-- PROVIDED PASSAGE --
FIG. 7 is a diagram showing a functional configuration of a communication system according to a first embodiment.

(Functional Configuration of Communication Apparatus)

The electronic blackboard 102a which is an example of the communication apparatus according to the present embodiment includes a first communication unit 701, an ID obtainment unit 702, a destination information obtainment unit 703, a second communication unit 704, a change unit 705, and a creation unit 706. It is assumed that the projector 102b, the laptop computer 103a, and the tablet terminal 103b serving as another communication apparatus also have the same configuration.

The first communication unit 701 performs communication in Bluetooth communication, for example. The first communication unit 701 is realized using the short-range wireless communication unit 507, the first antenna 508, and the like shown in FIG. 5, for example.

The ID obtainment unit (detection unit) 702 uses the first communication unit 701 or the like in order to obtain (detect) first identification information (first signal) transmitted by the first ID transmitter 101a and second identification information (second signal) transmitted by the second ID transmitter 101b. The ID obtainment unit 702 is realized using a software process in accordance with a program executed by the CPU 501 shown in FIG. 5, for example.

The destination information obtainment unit 703 uses the second communication unit 704 or the like in order to obtain destination information about another communication apparatus. The destination information obtainment unit 703 is realized using a software process in accordance with a program executed by the CPU 501 shown in FIG. 5, for example. How the destination information is obtained will be described later.

The second communication unit 704 performs communication in a wireless LAN, for example. The second communication unit 704 is realized using the LAN controller 514, the wireless LAN communication unit 515, the second antenna 516, and the like shown in FIG. 5.

The creation unit 706 uses the first identification information and the second identification information obtained by the ID obtainment unit 702 in order to create predetermined information to be used in wireless LAN communication. The creation unit 706 includes a Service Set Identifier (SSID) creation unit 707, an encryption key creation unit 708, and the like.

The SSID creation unit 707 creates an SSID which serves as an identifier in a wireless LAN network according to the communication system 100 by using a predetermined algorithm based on the first identification information and the second identification information obtained by the ID obtainment unit 702. Since each communication apparatus according to the present embodiment creates the SSID by using a common algorithm, SSIDs created by the communication apparatuses have the same information.

-- MATERIAL PROVIDED --
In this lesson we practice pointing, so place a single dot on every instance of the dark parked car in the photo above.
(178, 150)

-- CHALLENGES --
A - In the communication apparatus passage, what is the example given of the kind of network in which the second communication unit 704 communicates?
B - Return the communication apparatus passage from "The ID obtainment unit (detection" to "be described later.", copied word for word.
C - Rewrite the paragraph of the communication apparatus passage that begins "The SSID creation unit 707" as a short bulleted list that keeps its main facts.

-- REPLIES --
A - A wireless LAN.

B -
The ID obtainment unit (detection unit) 702 uses the first communication unit 701 or the like in order to obtain (detect) first identification information (first signal) transmitted by the first ID transmitter 101a and second identification information (second signal) transmitted by the second ID transmitter 101b. The ID obtainment unit 702 is realized using a software process in accordance with a program executed by the CPU 501 shown in FIG. 5, for example.

The destination information obtainment unit 703 uses the second communication unit 704 or the like in order to obtain destination information about another communication apparatus. The destination information obtainment unit 703 is realized using a software process in accordance with a program executed by the CPU 501 shown in FIG. 5, for example. How the destination information is obtained will be described later.

C -
- The SSID creation unit 707 creates an SSID, which serves as an identifier in a wireless LAN network of the communication system 100.
- It does this with a predetermined algorithm based on the first and second identification information obtained by the ID obtainment unit 702.
- Each communication apparatus in the present embodiment uses a common algorithm, so the SSIDs they create have the same information.